Study text>
********************
Women are finally starting to be open about postpartum depression and its impact on them. But could the "baby blues" affect new dads, too?
When it comes to postpartum depression, we're quick to blame hormonal shifts, sleep deprivation, extreme changes within the body, and the intense, sometimes lingering pain of childbirth for the issue—and by that measure, it's easy for us to believe that postpartum depression can only affect a woman who has given birth.
But according to researchers from UT Southwestern Medical Center, new fathers are at risk for postpartum depression too.
Dads may not go through the same physical ordeal as mothers do—sure, they might gain weight alongside their pregnant partners, experience sympathy contractions and even feel completely deprived of that unexplainable sensation of feeling your baby's kicks...but they don't exactly experience the wacky hormonal shifts or physical aches and pains of carrying the baby—and of course, they miss out on the labor pain. But new fathers definitely see a major lifestyle overhaul after they welcome their babies. It's natural to think they may even be more thrown off by the change—after all, they don't get those 40 or so weeks of bonding-with-baby time that mamas have the privilege of working through. With that in mind, it's easy to see how the experience of new parenthood could mess with a guy's mental state.
“Dads want to be part of the newborn experience, but often they feel like they’re on the ‘outside,’” Yaprak Harrison, M.D., Ph.D., a professor of psychiatry at UT Southwestern, said. “Moms may not always realize they’re excluding Dad from caring for the baby, and they may fail to realize that he wants time with the little one, too.” And that could lead to some sadness and hurt feelings.
The team reported that around 10 percent of new dads experience what is called "paternal depression," and pointed out that their symptoms might look different than we expect to see from moms who have postpartum depression. While mamas may struggle to get out of bed or see major appetite changes, dads are likely to suffer emotional lows. They may cry or feel helpless—and since there's not a lot of dialogue about the issue of paternal depression, they may feel like they're all alone. According to the researchers, dads who struggle to deal with new fatherhood can benefit from meditation, therapy, and increased involvement in the baby's life.
Did your guy experience postpartum depression? How did you help him?
********************
Information shown>
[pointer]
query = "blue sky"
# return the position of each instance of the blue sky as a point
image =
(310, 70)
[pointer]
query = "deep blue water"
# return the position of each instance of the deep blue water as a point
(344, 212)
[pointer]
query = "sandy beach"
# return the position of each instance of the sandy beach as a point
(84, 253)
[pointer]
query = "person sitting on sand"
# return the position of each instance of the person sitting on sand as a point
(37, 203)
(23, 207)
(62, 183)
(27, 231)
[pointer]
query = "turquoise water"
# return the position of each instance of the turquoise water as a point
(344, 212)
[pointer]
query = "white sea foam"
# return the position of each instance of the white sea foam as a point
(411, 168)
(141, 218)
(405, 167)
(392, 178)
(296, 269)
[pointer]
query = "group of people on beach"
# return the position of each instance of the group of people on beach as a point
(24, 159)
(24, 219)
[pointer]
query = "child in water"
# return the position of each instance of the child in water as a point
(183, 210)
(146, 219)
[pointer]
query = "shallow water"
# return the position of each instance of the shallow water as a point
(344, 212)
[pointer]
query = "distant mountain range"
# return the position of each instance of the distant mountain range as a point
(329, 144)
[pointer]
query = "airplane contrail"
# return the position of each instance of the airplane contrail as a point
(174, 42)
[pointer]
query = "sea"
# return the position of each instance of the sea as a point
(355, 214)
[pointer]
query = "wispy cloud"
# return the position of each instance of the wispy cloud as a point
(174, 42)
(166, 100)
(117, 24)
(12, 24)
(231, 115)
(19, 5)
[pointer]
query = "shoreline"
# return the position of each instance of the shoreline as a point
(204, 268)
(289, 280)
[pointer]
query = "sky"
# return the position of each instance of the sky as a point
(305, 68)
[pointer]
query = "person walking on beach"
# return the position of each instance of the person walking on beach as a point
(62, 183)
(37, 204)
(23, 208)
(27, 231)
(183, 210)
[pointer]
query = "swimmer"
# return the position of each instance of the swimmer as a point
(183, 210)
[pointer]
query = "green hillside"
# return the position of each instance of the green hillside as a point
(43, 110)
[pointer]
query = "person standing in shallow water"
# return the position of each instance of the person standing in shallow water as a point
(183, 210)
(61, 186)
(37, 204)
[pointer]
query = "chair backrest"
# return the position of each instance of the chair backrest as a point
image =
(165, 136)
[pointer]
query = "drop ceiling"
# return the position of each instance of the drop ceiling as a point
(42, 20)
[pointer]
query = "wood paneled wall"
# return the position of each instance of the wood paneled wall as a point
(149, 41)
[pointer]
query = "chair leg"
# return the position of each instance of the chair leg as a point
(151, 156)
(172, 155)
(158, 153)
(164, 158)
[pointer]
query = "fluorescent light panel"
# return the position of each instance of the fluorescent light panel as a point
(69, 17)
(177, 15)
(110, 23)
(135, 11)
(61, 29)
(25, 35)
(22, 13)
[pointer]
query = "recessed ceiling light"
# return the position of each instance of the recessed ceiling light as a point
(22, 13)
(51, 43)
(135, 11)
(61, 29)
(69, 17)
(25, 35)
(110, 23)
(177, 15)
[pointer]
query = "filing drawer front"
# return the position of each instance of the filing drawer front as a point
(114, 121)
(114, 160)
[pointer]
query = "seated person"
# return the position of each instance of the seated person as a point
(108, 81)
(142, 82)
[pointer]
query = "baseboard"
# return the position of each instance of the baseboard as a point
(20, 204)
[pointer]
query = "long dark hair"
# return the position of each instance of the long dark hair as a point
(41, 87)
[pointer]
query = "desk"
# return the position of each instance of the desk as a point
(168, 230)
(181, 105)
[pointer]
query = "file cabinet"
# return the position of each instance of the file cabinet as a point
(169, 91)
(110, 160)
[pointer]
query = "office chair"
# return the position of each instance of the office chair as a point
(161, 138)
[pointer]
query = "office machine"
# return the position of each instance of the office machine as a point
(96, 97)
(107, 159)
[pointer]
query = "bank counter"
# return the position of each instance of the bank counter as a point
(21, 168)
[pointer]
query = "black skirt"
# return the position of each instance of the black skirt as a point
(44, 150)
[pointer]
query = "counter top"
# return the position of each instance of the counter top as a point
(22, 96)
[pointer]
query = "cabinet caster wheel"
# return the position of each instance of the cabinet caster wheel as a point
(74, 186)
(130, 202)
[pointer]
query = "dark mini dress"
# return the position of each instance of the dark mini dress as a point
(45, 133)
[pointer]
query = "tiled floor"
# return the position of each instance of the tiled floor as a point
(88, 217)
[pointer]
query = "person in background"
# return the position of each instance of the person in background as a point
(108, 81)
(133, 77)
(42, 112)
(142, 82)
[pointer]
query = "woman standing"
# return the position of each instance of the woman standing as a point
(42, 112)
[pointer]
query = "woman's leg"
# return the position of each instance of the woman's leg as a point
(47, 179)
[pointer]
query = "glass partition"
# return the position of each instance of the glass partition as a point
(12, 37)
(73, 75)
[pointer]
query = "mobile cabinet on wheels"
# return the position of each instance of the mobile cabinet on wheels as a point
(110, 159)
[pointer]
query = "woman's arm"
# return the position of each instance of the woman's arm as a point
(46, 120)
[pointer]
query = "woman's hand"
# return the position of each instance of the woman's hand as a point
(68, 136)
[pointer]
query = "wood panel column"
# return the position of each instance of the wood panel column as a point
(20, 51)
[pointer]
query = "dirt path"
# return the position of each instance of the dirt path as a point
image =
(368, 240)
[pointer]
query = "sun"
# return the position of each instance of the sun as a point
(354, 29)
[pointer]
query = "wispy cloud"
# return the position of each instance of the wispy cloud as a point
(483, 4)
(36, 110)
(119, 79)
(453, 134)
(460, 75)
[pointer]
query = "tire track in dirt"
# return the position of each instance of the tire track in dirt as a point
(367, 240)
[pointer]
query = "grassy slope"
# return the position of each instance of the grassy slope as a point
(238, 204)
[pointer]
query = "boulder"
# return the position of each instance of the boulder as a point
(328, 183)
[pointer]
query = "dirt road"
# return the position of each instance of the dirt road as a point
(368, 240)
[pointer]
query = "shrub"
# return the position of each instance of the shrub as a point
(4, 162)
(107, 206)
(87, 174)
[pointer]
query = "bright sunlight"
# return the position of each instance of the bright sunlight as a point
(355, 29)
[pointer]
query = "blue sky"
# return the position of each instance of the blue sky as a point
********************
According to the article on postpartum depression in new fathers, about what share of new dads experience paternal depression? The items have no connection to the article on postpartum depression in new fathers.

Around 10 percent of new dads experience paternal depression.